(Location identification items)
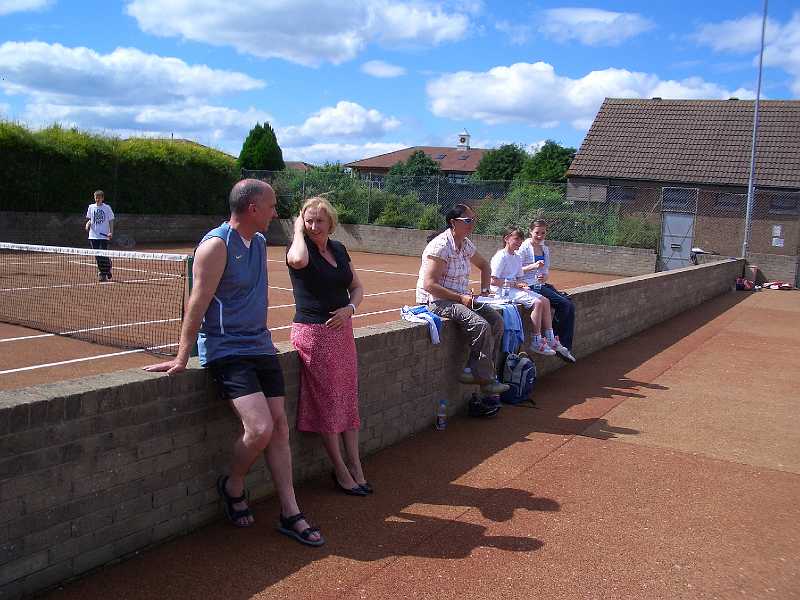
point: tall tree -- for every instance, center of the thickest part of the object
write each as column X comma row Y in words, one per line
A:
column 501, row 164
column 550, row 163
column 261, row 151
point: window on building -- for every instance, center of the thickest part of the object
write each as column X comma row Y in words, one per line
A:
column 584, row 192
column 621, row 194
column 675, row 199
column 784, row 204
column 729, row 201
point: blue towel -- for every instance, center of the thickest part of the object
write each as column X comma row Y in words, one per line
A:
column 514, row 334
column 421, row 314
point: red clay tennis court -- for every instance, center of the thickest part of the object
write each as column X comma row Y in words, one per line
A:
column 29, row 357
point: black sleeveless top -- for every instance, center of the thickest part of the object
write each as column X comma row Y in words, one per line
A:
column 320, row 288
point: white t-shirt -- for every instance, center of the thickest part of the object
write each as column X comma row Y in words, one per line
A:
column 99, row 218
column 506, row 266
column 528, row 256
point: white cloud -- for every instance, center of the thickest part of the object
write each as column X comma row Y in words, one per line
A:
column 378, row 68
column 782, row 42
column 126, row 76
column 308, row 32
column 126, row 92
column 535, row 94
column 345, row 120
column 593, row 27
column 334, row 152
column 517, row 34
column 11, row 6
column 736, row 35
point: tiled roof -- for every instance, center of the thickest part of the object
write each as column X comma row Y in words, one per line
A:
column 450, row 162
column 692, row 141
column 298, row 165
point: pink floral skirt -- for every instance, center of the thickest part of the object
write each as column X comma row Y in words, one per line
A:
column 328, row 397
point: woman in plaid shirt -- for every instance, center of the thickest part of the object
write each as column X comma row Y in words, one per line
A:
column 443, row 285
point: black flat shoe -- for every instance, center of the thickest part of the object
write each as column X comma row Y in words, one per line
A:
column 354, row 491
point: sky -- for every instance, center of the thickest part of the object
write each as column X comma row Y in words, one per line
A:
column 345, row 80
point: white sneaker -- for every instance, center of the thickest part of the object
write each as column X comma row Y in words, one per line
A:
column 543, row 348
column 563, row 351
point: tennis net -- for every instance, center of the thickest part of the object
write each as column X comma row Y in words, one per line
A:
column 68, row 291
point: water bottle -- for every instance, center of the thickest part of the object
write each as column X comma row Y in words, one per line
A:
column 441, row 415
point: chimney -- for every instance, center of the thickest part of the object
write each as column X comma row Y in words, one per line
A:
column 463, row 140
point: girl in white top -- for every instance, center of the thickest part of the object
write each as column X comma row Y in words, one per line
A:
column 506, row 265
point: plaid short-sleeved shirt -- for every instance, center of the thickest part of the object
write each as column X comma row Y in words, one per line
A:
column 456, row 273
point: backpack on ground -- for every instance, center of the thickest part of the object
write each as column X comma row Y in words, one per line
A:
column 519, row 372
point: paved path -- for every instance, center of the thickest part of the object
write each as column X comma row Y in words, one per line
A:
column 665, row 467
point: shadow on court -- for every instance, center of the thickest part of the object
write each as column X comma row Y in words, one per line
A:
column 475, row 495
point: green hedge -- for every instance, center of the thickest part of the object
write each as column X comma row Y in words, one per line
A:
column 588, row 224
column 57, row 169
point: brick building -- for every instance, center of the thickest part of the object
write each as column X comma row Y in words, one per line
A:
column 457, row 163
column 685, row 164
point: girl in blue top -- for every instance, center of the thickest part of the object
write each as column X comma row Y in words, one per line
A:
column 535, row 257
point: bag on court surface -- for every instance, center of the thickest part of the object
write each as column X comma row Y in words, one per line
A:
column 519, row 372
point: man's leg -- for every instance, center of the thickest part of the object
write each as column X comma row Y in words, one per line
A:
column 279, row 460
column 257, row 423
column 479, row 333
column 564, row 309
column 495, row 320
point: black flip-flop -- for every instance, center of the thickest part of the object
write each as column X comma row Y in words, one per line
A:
column 286, row 527
column 228, row 501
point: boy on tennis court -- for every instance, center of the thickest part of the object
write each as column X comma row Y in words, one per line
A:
column 100, row 225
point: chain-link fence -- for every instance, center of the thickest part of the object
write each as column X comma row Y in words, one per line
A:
column 668, row 219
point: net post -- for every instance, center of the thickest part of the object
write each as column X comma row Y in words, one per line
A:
column 190, row 281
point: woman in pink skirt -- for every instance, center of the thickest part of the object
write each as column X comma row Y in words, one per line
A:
column 327, row 293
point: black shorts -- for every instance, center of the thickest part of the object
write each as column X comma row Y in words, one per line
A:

WRITTEN EXERCISE => Please rewrite all of the material above with the phrase "thickest part" changed to "widest part" everywhere it appears, keeping everything else the same. Omit the pictures from your answer.

TASK RESULT =>
point: tall tree -- for every instance, center of the widest part of the object
write each as column X comma row Y in words, one per line
A:
column 501, row 164
column 550, row 163
column 261, row 151
point: window on building -- for every instance, center of the widest part of the object
write each as column X comma row Y in words, one per line
A:
column 584, row 192
column 621, row 194
column 675, row 199
column 784, row 204
column 729, row 201
point: blue towel -- for every instance, center of the widest part of the object
write each as column X comma row Y in words, one per line
A:
column 514, row 334
column 421, row 314
point: red clay tennis court -- for every instance, center of the widest part of the object
write each as column X comma row Y in words, one per line
A:
column 29, row 357
point: black sleeveless top -- for every instance, center of the widest part of the object
write each as column X comma row Y in words, one per line
A:
column 320, row 288
point: white t-shirt -- for every instance, center of the widest part of the object
write each as column X comma row Y in words, one per line
A:
column 99, row 218
column 506, row 266
column 528, row 256
point: white cloud -- for every instance, center of the widest part of the object
write each as column X comma row Y in words, one per line
A:
column 378, row 68
column 782, row 42
column 126, row 76
column 308, row 32
column 126, row 92
column 535, row 94
column 345, row 120
column 593, row 27
column 334, row 152
column 517, row 34
column 11, row 6
column 736, row 35
point: tiled roof -- for every instance, center of the widest part of the object
write each as column X comma row Y in words, one per line
A:
column 450, row 162
column 692, row 141
column 298, row 165
point: pink floral skirt -- for every instance, center of the widest part of the object
write each as column X comma row Y in words, one per line
A:
column 328, row 397
point: woman in plaid shirt -- for every instance, center of the widest part of the object
write each as column X comma row Y in words, one per line
A:
column 443, row 285
point: black flat shoe -- for every instance, center of the widest part of the object
write each as column X comma row Y in words, one per line
A:
column 354, row 491
point: sky -- for every instance, center of the widest part of the object
write each as column X comma row Y in words, one per line
A:
column 345, row 80
point: white sneaker -- for every instance, center of the widest part of the object
write each as column X comma row Y in words, one per line
A:
column 543, row 348
column 563, row 351
point: tennis net -- for every instance, center of the widest part of the object
write each as column X comma row Y in words, one per line
A:
column 68, row 291
point: water bottle -- for every instance, center of the widest part of the object
write each as column X comma row Y in words, one per line
A:
column 441, row 415
point: chimney -- for every instance, center of the widest part of the object
write each as column X comma row Y in words, one per line
A:
column 463, row 140
point: girl in white top -- for every instance, center of the widest part of the object
write each as column X comma row Y in words, one per line
A:
column 506, row 265
point: plaid short-sleeved shirt -- for every instance, center of the widest part of the object
write each as column X comma row Y in words, one per line
A:
column 456, row 273
point: backpack on ground -- for every instance, center of the widest part of the object
write each as column X comma row Y in words, one per line
A:
column 519, row 372
point: paved path -- for every instance, center of the widest part of the object
write each as column X comma row Y in words, one per line
A:
column 665, row 467
point: shadow on court -- for every instance, center of the widest part of the object
write each as column X comma row Y in words, one per line
A:
column 475, row 495
point: green hedge -- for every instance, center of the widest part of the object
write each as column X comma row Y in words, one per line
A:
column 588, row 224
column 57, row 169
point: brick building -- for every instance, center of the widest part of the object
write each as column X comma row Y in words, one per line
A:
column 457, row 163
column 685, row 164
point: girl in blue top -- for every instance, center of the widest part of the object
write each as column X comma row Y in words, one per line
A:
column 535, row 257
point: bag on court surface -- for every instance, center of the widest part of the object
write each as column X comma row Y in words, one per line
A:
column 519, row 372
point: man's leg -- for every instance, center of the widest part of the object
write each as column X comma row Y in words, one per line
A:
column 279, row 460
column 257, row 423
column 479, row 333
column 564, row 309
column 495, row 320
point: black flip-flop -- for every instance, center of the widest part of the object
write each as column X comma row Y in words, one per line
A:
column 286, row 527
column 228, row 501
point: boy on tennis court -- for every instance, center of the widest part of the object
write each as column X comma row Y in words, one per line
A:
column 100, row 225
point: chain-link fence -- for every instance, center of the widest part of the object
write each as column X comma row Y in words, one per line
A:
column 668, row 219
point: net post -- for every instance, center of the widest part of the object
write each as column X comma row Y in words, one per line
A:
column 190, row 281
point: woman in pink skirt -- for every instance, center of the widest part of the object
write each as column X comma row Y in words, one per line
A:
column 327, row 293
point: black shorts -- for every instance, center of the widest part of the object
write each as column X comma row Y in words, one per line
A:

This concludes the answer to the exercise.